**Instruções do exercício:**
De acordo com o trecho sobre os filmes de David Lynch, Veludo Azul provoca desconforto. Explique por que, mesmo assim, o filme nos puxa constantemente de volta a ele.

**Trecho do texto:**
Veludo Azul não impõe resoluções fáceis à perguntas e te provoca ao nível do desconforto, mas há sempre algo de belo e tocante, no seu desejo de fazer o bem mesmo atravessando o inferno humano, que nos puxa constantemente de volta a ele. É a própria fissura de Lynch como esse espírito jovem obcecado por filmes Noir clássicos e a beleza idílica do melodrama anos 50 só pra se confrontar com o lado mais sombrio de seu ser nesse intremeio oculto por imagens belas.
A Estrada Perdida 1997
Como tornar O Mágico de Oz e O Duplo de Dostoiévski em um Neo-Noir / terror sobre identidade, obsessão voyeur, impotencialidade e adrenalina viril. Todas as obsessões mais insanas de Lynch reunidos em um só prato cinematográfico de mistério, desejo e perturbação mas que você não consegue tirar os olhos vidrados na tela.
Uma História Real 1999
Um David Lynch para a família toda ou simplesmente transferir seu toque meditativo do existir e explorar isso sem restrições de tempo e pura contemplação em uma aventura singela e tocante sobre laços de amor que nunca se extinguem. O filme que representa o lado sempre mais esquecido de seu diretor: seu coração enorme e sua esperança e sonho vivido sobre aquilo que somos de melhor.

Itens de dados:
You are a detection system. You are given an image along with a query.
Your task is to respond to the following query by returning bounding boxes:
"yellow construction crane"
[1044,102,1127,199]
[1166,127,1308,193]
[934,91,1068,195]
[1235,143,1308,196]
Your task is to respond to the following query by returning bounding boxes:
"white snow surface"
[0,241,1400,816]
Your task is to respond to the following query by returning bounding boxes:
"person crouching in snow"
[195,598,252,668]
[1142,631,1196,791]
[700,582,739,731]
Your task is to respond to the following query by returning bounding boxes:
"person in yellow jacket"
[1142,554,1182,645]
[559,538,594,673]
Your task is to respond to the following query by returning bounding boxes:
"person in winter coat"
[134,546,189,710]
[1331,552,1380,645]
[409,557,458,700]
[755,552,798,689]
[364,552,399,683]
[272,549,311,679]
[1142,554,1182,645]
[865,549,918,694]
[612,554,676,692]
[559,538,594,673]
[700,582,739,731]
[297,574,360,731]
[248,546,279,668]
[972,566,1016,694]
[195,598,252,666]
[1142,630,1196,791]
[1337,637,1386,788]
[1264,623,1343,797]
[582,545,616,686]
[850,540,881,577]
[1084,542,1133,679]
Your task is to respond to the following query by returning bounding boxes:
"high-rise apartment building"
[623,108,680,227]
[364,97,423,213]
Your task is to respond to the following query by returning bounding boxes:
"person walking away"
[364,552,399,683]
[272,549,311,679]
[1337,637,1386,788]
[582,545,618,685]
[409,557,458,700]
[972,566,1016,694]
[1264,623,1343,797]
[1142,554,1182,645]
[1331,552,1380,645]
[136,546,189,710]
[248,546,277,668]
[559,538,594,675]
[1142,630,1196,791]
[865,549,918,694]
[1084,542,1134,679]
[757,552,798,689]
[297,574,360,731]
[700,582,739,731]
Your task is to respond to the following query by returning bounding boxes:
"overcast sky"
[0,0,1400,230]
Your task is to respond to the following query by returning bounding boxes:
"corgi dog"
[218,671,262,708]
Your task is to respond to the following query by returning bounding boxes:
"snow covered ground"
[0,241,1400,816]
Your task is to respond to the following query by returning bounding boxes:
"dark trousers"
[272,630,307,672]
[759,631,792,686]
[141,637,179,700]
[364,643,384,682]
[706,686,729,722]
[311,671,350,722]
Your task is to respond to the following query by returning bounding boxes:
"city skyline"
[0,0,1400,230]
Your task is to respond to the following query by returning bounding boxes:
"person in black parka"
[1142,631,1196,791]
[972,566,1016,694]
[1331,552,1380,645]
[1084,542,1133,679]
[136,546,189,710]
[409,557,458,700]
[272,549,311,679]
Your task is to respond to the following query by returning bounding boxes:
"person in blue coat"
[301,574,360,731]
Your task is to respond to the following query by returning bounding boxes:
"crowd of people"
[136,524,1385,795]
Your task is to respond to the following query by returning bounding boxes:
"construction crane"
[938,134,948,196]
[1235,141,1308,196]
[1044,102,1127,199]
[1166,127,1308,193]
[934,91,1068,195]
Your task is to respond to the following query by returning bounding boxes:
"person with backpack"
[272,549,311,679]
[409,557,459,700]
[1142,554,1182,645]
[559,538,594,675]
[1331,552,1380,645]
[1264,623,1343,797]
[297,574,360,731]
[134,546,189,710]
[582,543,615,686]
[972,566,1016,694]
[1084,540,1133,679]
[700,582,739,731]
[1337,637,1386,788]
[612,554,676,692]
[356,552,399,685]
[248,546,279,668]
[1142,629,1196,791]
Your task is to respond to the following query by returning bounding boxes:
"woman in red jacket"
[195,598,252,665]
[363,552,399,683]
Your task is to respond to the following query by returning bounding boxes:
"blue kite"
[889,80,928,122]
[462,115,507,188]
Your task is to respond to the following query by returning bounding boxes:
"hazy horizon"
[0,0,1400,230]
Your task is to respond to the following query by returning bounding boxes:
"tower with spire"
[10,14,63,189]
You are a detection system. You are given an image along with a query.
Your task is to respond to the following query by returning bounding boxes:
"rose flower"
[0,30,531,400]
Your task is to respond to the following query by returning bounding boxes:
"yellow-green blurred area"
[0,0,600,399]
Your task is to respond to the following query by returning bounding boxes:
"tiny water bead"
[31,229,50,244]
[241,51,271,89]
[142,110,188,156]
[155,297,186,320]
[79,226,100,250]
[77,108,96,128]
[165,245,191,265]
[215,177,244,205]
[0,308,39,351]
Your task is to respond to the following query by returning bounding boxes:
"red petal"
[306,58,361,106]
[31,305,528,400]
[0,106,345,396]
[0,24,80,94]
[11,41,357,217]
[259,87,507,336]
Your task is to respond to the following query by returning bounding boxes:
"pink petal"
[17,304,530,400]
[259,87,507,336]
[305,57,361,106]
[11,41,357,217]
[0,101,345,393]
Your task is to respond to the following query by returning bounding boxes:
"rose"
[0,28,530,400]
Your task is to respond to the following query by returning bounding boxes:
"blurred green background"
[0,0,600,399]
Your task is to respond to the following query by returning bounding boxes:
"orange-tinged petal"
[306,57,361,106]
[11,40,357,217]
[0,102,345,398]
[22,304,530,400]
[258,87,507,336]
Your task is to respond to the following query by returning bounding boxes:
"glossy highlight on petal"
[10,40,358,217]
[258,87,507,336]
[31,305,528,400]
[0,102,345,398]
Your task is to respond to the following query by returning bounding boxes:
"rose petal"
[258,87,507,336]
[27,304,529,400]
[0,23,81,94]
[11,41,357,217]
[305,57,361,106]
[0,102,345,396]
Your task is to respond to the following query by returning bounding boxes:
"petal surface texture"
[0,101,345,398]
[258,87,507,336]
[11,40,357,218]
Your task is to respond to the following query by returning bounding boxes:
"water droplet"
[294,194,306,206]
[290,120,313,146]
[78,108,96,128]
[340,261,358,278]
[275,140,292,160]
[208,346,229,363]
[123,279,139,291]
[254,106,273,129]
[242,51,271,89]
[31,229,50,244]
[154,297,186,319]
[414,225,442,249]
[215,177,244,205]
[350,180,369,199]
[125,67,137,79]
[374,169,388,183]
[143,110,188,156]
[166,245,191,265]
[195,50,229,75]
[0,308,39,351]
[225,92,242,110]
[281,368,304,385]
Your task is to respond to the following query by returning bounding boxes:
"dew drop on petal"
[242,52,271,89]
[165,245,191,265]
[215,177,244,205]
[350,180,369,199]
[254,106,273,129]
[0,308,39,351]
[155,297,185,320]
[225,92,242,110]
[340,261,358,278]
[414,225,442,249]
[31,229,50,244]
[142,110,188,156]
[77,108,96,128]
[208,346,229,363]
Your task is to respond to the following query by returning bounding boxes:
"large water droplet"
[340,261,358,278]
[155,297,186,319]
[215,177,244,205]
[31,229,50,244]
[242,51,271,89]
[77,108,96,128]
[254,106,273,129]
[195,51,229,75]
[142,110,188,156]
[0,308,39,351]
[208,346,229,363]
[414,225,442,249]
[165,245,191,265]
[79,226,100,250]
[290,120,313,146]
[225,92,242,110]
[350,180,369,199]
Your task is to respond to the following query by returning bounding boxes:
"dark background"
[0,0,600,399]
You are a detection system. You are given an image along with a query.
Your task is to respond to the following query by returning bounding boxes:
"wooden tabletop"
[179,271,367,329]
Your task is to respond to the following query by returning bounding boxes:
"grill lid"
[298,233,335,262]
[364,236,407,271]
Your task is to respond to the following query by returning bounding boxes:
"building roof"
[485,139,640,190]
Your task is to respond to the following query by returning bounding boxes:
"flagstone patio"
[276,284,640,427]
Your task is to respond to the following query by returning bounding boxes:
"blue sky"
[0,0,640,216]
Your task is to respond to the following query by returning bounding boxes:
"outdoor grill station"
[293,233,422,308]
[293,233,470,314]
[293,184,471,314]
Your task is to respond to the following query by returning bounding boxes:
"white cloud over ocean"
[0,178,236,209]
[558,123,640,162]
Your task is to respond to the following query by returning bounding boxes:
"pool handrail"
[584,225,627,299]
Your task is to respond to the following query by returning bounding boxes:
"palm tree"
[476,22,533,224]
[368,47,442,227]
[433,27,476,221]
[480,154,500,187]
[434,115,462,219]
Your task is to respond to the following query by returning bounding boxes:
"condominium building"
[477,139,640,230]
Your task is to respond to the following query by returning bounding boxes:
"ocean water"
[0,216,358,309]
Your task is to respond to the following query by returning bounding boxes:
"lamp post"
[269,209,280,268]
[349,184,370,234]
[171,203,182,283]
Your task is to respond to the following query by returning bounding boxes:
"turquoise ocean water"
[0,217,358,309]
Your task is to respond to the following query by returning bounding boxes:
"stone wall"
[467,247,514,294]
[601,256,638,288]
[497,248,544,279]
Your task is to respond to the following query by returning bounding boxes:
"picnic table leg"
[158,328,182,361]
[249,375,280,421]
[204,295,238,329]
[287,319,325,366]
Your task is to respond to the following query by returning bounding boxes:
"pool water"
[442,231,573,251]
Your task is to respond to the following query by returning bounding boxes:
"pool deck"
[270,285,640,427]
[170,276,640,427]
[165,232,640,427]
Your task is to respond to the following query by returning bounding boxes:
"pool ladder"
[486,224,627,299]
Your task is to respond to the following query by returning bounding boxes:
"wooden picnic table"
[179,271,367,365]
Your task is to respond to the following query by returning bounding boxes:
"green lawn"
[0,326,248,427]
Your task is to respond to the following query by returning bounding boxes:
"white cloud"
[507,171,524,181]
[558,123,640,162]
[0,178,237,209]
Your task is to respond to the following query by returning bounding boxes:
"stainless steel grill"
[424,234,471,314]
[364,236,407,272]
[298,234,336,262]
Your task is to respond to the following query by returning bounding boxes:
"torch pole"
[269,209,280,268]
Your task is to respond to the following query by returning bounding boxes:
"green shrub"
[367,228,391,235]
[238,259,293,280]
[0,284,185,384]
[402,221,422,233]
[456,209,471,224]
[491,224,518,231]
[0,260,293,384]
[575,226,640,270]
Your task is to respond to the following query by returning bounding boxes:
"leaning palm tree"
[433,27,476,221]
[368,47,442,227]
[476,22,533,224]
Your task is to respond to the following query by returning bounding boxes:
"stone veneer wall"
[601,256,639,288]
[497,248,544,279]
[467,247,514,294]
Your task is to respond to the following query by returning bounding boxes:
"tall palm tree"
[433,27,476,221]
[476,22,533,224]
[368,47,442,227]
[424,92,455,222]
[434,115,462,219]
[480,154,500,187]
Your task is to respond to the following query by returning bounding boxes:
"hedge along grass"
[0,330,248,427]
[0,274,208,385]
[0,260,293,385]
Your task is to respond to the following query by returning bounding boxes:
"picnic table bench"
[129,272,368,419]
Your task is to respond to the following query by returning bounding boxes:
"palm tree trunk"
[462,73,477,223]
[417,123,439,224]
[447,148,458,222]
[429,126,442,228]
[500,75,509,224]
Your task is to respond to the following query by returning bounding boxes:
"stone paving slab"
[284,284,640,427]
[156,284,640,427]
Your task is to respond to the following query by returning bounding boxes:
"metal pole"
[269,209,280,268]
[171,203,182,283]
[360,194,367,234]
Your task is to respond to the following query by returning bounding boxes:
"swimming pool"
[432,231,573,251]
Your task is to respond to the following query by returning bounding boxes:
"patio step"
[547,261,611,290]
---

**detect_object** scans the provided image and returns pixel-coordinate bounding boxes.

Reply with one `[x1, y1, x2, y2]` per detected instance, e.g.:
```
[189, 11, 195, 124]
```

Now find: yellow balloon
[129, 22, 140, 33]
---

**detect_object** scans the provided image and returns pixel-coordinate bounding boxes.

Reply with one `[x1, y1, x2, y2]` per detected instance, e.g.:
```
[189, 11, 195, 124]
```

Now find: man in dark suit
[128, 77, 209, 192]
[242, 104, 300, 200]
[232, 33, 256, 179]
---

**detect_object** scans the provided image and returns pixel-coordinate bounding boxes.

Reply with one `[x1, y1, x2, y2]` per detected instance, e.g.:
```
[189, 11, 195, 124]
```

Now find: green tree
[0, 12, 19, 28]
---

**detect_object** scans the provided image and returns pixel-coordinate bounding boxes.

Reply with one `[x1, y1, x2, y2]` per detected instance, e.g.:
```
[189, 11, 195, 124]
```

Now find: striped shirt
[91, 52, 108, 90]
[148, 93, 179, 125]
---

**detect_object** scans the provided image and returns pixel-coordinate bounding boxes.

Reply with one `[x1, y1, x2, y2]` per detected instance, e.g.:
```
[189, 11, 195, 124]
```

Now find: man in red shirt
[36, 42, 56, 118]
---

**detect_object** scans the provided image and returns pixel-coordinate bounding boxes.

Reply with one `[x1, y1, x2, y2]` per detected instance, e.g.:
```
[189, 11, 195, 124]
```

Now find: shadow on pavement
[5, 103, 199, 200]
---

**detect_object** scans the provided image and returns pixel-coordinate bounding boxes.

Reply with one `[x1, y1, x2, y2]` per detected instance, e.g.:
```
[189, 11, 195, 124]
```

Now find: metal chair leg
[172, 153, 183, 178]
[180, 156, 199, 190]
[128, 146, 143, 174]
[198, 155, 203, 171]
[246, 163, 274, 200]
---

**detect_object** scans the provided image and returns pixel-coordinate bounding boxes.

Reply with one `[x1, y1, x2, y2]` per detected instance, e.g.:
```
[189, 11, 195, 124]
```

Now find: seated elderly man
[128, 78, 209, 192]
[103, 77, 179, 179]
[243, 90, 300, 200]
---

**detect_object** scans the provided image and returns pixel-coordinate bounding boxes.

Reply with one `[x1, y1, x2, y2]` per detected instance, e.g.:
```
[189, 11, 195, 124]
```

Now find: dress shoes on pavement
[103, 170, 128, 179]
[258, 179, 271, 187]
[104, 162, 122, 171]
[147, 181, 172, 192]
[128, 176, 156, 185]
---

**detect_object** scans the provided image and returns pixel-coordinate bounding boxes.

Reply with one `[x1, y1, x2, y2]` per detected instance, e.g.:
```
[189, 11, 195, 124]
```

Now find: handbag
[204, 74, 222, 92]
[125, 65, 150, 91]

**Resposta esperada:**
Porque há sempre algo de belo e tocante no desejo do filme de fazer o bem, mesmo atravessando o inferno humano.